Consciousness By Degrees

In a previous piece, I managed to write myself into an interesting perspective on the nature of consciousness.

It is this: Human consciousness is not an a priori thing, that any human infant (larva) will develop in a way we would recognize, but a thing that is mostly learned.

As human societies and knowledge have become more and more complex, developing children have been stimulated by ever increasing levels of abstraction in their environment, and even more importantly, more information about what it is to be. Every level of abstraction they absorb or learn from their culture makes their minds, their brains, more intricate in their interconnections. Every layer of information about the self, what it is to be a person, increases the subtlety of their self image, their consciousness, their "I."

Consider: It is a fact that over the last hundred years or so, standardized intelligence test scores have been steadily rising. Every decade or so, the "norm," or average score of "100," has to be readjusted by reaveraging the most recent results. Are children getting smarter? Well, brains are not growing larger. The modern human brain is pretty much the same hunk of meat that we've been working with for at least a few hundred thousand years.

What is happening, and has probably been happening for a long, long time, is that human beings are learning more and at a younger age with every passing generation - with every passing year in fact.

▶ _PROVIDED RECORDS_:
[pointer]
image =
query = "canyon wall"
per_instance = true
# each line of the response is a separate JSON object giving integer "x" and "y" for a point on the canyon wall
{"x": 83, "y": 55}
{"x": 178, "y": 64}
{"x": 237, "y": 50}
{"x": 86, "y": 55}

▶ _REQUIRED ACTIONS_:
a. Echo the stretch of the consciousness essay from "It is this: Human" through "is mostly learned.".
b. According to the consciousness essay, what has to be readjusted every decade or so?
c. Mark each statement yes or no against the consciousness essay, quoting the words that decide it: (i) Standardized intelligence test scores have been steadily rising over the last hundred years or so. (ii) Human brains are growing larger. (iii) Human consciousness is mostly learned.
Work only from the consciousness essay, not from the rows.

▶ _COMPLETE ANSWERS_:
a.
It is this: Human consciousness is not an a priori thing, that any human infant (larva) will develop in a way we would recognize, but a thing that is mostly learned.

b. The "norm," or average score of "100," has to be readjusted by reaveraging the most recent results.

c.
(i) Yes: "over the last hundred years or so, standardized intelligence test scores have been steadily rising"
(ii) No: "brains are not growing larger"
(iii) Yes: "a thing that is mostly learned"